WORK TASK 1: Update the passage on Hong Kong by reproducing everything from "All these tendencies" down to "its political reforms.", replacing "legislators" with "lawmakers".
WORK TASK 2: According to the passage on Hong Kong, what share of Hong Kong's budget do the social sectors now constitute?
WORK TASK 3: Pick up the passage on Hong Kong after its last sentence and continue it.

TEXT UNDER STUDY:
◇ ◇ ◇
Finally, there is education. Despite Hong Kong's wealth, it has not managed to maintain even one independent institution of higher learning: Of the six universities and one college, all depend on the government for funding. The government also effectively runs the primary and secondary school system, albeit in a less direct way. Again the yearbook is refreshingly frank: "Most schools," it says, "are in the public sector." On the surface things may appear to the contrary, given the abundance of privately named schools (especially those with religious affiliations). Over the years, however, the schools have gradually ceded authority in return for government monies, to the point today where the vast majority of primary and secondary education is paid for by the state. As a consequence the schools have found themselves heavily regulated with regard to curricula, teacher's qualifications and salaries, fees, etc. Altogether the social sectors--education, health, housing, and welfare--now constitute 47 percent of Hong Kong's budget and are growing. And they would have grown even more had Patten succeeded in saddling Hong Kong with the social security program he wanted.
All these tendencies are only being exacerbated by 1997. For the same political reforms that gave Hong Kong people a greater say in the selection of their legislators also gave them a new political class in search of constituencies. Like legislators everywhere, Hong Kong's new politicians find it far easier to call for ways to divide up the pie than to grow it. In days past the executive-led government would have served as something of a balance here, but today it, too, is pushing for expanded welfare programs, at least as part of a broader effort to buy public support for its political reforms.
◇ ◇ ◇
[Point localization data]

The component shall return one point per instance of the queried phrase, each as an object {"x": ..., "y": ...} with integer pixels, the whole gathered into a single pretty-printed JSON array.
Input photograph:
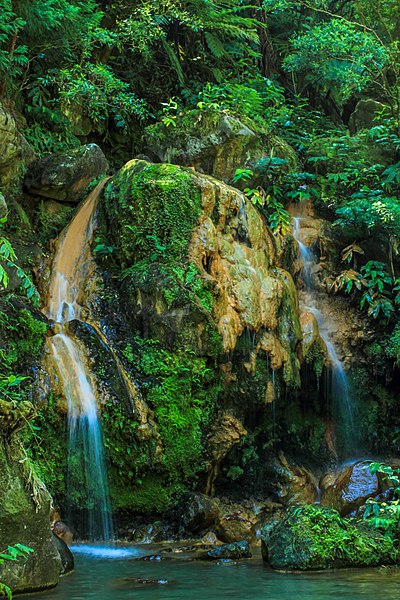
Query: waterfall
[
  {"x": 337, "y": 380},
  {"x": 70, "y": 273}
]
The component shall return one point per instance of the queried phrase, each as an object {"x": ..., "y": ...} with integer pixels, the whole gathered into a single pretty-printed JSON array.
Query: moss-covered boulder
[
  {"x": 312, "y": 538},
  {"x": 215, "y": 143},
  {"x": 198, "y": 272},
  {"x": 25, "y": 519},
  {"x": 15, "y": 152}
]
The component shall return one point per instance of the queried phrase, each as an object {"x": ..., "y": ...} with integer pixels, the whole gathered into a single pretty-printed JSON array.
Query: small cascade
[
  {"x": 86, "y": 464},
  {"x": 338, "y": 388}
]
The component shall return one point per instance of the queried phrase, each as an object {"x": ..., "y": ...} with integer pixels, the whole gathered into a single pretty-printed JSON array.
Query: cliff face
[{"x": 212, "y": 319}]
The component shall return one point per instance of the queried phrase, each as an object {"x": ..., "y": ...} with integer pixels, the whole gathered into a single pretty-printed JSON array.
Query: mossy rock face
[
  {"x": 314, "y": 538},
  {"x": 15, "y": 152},
  {"x": 198, "y": 271},
  {"x": 215, "y": 143},
  {"x": 25, "y": 521},
  {"x": 64, "y": 177}
]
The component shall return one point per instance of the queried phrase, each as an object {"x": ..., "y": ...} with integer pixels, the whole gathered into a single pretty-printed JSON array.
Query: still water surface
[{"x": 107, "y": 574}]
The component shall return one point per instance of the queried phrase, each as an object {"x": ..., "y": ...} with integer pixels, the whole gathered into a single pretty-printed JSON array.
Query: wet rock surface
[
  {"x": 67, "y": 558},
  {"x": 232, "y": 551},
  {"x": 348, "y": 487},
  {"x": 64, "y": 177},
  {"x": 292, "y": 483},
  {"x": 216, "y": 146},
  {"x": 199, "y": 512},
  {"x": 15, "y": 152}
]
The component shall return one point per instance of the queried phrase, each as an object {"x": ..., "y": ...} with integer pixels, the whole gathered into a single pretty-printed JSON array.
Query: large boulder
[
  {"x": 199, "y": 512},
  {"x": 25, "y": 519},
  {"x": 290, "y": 482},
  {"x": 227, "y": 431},
  {"x": 64, "y": 177},
  {"x": 14, "y": 153},
  {"x": 348, "y": 487},
  {"x": 199, "y": 275},
  {"x": 215, "y": 143},
  {"x": 314, "y": 538}
]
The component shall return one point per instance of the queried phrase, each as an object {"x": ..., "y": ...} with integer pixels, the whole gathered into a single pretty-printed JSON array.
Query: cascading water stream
[
  {"x": 338, "y": 384},
  {"x": 86, "y": 464}
]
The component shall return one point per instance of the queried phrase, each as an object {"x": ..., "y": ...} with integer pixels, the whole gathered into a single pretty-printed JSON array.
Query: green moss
[
  {"x": 313, "y": 537},
  {"x": 50, "y": 222},
  {"x": 156, "y": 208},
  {"x": 45, "y": 440},
  {"x": 21, "y": 341},
  {"x": 182, "y": 391}
]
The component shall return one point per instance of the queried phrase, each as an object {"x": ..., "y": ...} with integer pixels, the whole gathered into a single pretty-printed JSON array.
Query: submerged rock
[
  {"x": 348, "y": 487},
  {"x": 64, "y": 177},
  {"x": 314, "y": 538},
  {"x": 234, "y": 527},
  {"x": 134, "y": 582},
  {"x": 232, "y": 551}
]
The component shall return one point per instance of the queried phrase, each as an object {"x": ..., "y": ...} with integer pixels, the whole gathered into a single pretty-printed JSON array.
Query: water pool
[{"x": 103, "y": 573}]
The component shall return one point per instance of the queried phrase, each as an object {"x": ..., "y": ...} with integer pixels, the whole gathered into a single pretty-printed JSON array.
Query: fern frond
[
  {"x": 215, "y": 45},
  {"x": 174, "y": 60}
]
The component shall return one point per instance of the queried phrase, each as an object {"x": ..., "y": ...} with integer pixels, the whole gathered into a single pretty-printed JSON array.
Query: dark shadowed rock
[
  {"x": 64, "y": 177},
  {"x": 199, "y": 512},
  {"x": 234, "y": 527},
  {"x": 364, "y": 114},
  {"x": 348, "y": 487},
  {"x": 15, "y": 153},
  {"x": 228, "y": 552},
  {"x": 134, "y": 582},
  {"x": 67, "y": 558}
]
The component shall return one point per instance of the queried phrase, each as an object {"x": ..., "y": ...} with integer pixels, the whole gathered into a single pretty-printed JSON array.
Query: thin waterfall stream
[
  {"x": 70, "y": 271},
  {"x": 337, "y": 382}
]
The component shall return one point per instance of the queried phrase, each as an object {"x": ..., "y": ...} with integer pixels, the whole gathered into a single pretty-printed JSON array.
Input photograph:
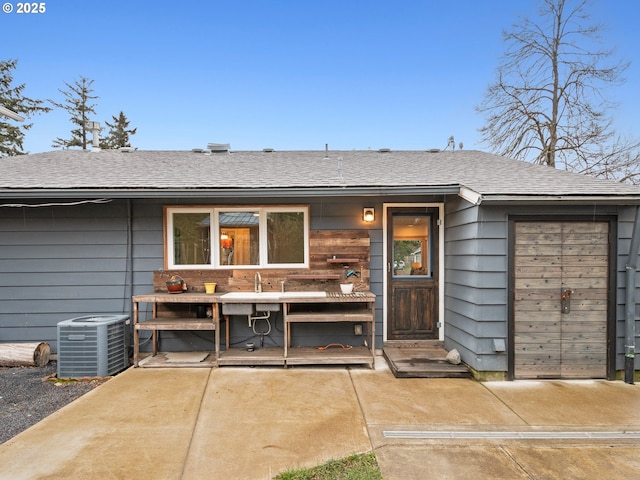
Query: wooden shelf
[
  {"x": 260, "y": 356},
  {"x": 343, "y": 260},
  {"x": 331, "y": 356},
  {"x": 305, "y": 276}
]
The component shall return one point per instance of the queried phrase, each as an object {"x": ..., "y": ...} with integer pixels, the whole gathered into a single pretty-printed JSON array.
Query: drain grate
[{"x": 538, "y": 435}]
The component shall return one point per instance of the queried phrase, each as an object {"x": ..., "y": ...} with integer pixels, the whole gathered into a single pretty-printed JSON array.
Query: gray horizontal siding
[
  {"x": 60, "y": 262},
  {"x": 64, "y": 262},
  {"x": 476, "y": 275}
]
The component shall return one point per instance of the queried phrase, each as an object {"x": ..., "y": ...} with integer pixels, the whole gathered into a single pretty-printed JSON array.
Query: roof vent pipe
[
  {"x": 218, "y": 147},
  {"x": 94, "y": 128}
]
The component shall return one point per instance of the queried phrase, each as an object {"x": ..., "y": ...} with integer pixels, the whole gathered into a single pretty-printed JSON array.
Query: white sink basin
[
  {"x": 286, "y": 295},
  {"x": 251, "y": 296}
]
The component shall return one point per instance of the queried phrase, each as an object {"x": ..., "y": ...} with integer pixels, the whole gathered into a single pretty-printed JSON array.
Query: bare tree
[{"x": 547, "y": 105}]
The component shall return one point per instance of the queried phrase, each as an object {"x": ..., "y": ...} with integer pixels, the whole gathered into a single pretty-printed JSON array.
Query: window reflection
[
  {"x": 239, "y": 237},
  {"x": 411, "y": 246},
  {"x": 285, "y": 237},
  {"x": 191, "y": 238}
]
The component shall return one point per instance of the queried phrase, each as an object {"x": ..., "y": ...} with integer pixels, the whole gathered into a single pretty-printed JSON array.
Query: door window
[{"x": 411, "y": 245}]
◇ ◇ ◇
EXPECTED OUTPUT 1:
All these tendencies are only being exacerbated by 1997. For the same political reforms that gave Hong Kong people a greater say in the selection of their lawmakers also gave them a new political class in search of constituencies. Like lawmakers everywhere, Hong Kong's new politicians find it far easier to call for ways to divide up the pie than to grow it. In days past the executive-led government would have served as something of a balance here, but today it, too, is pushing for expanded welfare programs, at least as part of a broader effort to buy public support for its political reforms.

EXPECTED OUTPUT 2: 47 percent

EXPECTED OUTPUT 3:
These moves have left Hong Kong people with a political Hobson's choice. On the one side lies the business community, which vigorously opposes the welfarist inroads on Hong Kong's market but remains distrusted by the public which believes, rightly, that these same businessmen will not stand up to China lest they jeopardize their considerable investments there. On the other side of the fence are the Democrats, who each day come more to resemble their American counterparts.
With the exception of the patrician Martin Lee, a leader of undoubted courage and spirit, the Democratic party is composed mostly of teachers, social workers, and activist types who know little about business; it is no coincidence that their economics spokesman is a medical doctor. Since coming to office the Democrats have welcomed Patten's initiatives on spending and upped the ante, calling for everything from comparable-worth (yes, comparable worth) schemes to social security and populist freezes on stuff like the fare increases on buses and ferries. "It's not much of a choice," says Jimmy Lai, who has more credibility than most businessmen here if only because he's been willing to pay the price: When he criticized Chinese leaders in a column last year, they responded by shutting down the Beijing branch of his Giordano clothing outlet. "If the Democrats run things they will just vote in a free lunch. If the businessmen do they will just cave in to China."